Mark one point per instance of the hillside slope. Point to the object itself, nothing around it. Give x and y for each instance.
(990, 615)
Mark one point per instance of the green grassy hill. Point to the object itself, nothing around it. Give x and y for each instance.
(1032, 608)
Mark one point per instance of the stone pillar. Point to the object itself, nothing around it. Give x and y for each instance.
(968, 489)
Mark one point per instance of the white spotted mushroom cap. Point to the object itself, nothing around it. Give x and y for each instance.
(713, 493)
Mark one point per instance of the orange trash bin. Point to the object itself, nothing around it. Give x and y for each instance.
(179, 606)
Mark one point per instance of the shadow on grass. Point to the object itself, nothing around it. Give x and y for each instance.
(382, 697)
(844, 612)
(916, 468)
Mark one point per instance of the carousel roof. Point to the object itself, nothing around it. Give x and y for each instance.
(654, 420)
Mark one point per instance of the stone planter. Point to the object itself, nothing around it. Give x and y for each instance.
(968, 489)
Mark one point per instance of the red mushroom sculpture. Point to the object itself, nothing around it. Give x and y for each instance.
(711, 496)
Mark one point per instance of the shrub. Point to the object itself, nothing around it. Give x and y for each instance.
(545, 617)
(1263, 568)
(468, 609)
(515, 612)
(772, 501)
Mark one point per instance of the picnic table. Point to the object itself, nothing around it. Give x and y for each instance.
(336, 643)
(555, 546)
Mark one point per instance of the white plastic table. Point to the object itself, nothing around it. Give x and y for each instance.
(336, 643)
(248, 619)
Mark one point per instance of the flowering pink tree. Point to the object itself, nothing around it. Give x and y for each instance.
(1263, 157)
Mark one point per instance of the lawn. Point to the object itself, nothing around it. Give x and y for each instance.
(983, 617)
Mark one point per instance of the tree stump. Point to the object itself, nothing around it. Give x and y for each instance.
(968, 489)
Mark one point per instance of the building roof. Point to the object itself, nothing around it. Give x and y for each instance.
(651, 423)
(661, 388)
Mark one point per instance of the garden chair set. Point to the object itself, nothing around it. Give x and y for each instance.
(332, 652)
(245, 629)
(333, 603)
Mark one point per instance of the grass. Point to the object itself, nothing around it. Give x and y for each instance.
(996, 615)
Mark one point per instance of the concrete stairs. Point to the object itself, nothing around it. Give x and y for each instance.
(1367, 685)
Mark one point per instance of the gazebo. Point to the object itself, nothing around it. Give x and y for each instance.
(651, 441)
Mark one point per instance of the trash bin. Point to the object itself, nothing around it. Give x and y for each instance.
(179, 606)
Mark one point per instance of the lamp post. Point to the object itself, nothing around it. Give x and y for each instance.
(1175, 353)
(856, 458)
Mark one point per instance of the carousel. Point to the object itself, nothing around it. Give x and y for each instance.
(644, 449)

## REQUIRED WORK:
An acceptable answer repeats every entry exactly, with nothing omitted.

## OUTPUT OF THE EXERCISE:
Mark one point per instance of the hillside slope. Point to the object itself, nothing around it. Give x and y for each instance.
(990, 615)
Mark one point per instance of the green grassy hill. Point to the object itself, nothing around it. Give x and y for each instance.
(1032, 608)
Mark one point per instance of the stone pillar. Point to the object itself, nothing around it. Give x and y for each instance.
(968, 489)
Mark one point per instance of the white spotted mushroom cap. Point to the object itself, nothing around it. Give x and y for each instance.
(713, 493)
Mark one point per instance of the orange trash bin. Point to the object itself, nothing around it. Give x and y for each instance.
(179, 606)
Mark one point per instance of the shadow on grass. Point to the object itself, nothing around it. Give x and y for each instance.
(382, 697)
(844, 612)
(916, 468)
Mark one point per instance of the carousel roof. Point to the object itself, nothing around it. Give x and y for each instance.
(654, 420)
Mark one point per instance of the stone planter. Point to the object itself, nothing around it. Give x and y for each instance.
(968, 489)
Mark one point per instance of the red mushroom sculpture. Point to the object itself, nothing around it. Give x and y for each instance.
(711, 496)
Mark one point per instance of the shrub. Point to the object itself, nothing around it. Give x and y for each instance.
(545, 617)
(1263, 568)
(468, 609)
(515, 612)
(772, 501)
Mark one point per instance of the picnic table. Point to the object itself, nothing around it. Give x and y for each instance.
(336, 643)
(555, 546)
Mark one point per instance of the white plastic table. Point to the object itself, nothing around it. Give x and y for each instance.
(336, 643)
(248, 619)
Mark one point per instance of the flowering pink tree. Point to the object itself, nothing around it. Give x and y for each instance.
(1263, 157)
Mark one point per instance of the lawn. Point to the object itself, nothing around it. Give x and y for each instance.
(983, 617)
Mark one point per instance of the tree stump. Point to the object itself, nothing around it. Give x and y for each instance.
(968, 489)
Mark one point per instance of the building roof. Point to the object itself, nothing around it. Give x and y for each instance.
(651, 423)
(661, 388)
Mark one point per instance of the garden chair set. Point to the object itself, nothing around it. Give x and y for each instance.
(332, 652)
(245, 629)
(333, 603)
Mark one point per instance of the grass. Point to the object itself, nothing around it. Give x and y for each instance.
(996, 615)
Mark one point per instance of the concrete stairs. Point to the object itself, nothing around it. Give x and y for each instance.
(1367, 685)
Mark one point per instance of the gazebo. Point to the object itself, nothing around it. Give x and y for each instance.
(651, 441)
Mark one point per instance of the trash bin. Point to the object itself, nothing around it. Give x and y for each instance.
(179, 606)
Mark one point per instance of the lamp post. Point to the object itself, nothing around it. Give x and y for each instance.
(1175, 353)
(856, 458)
Mark one point per instance of the carousel. Point to the object itself, nothing around it. Give x and y for each instance.
(644, 449)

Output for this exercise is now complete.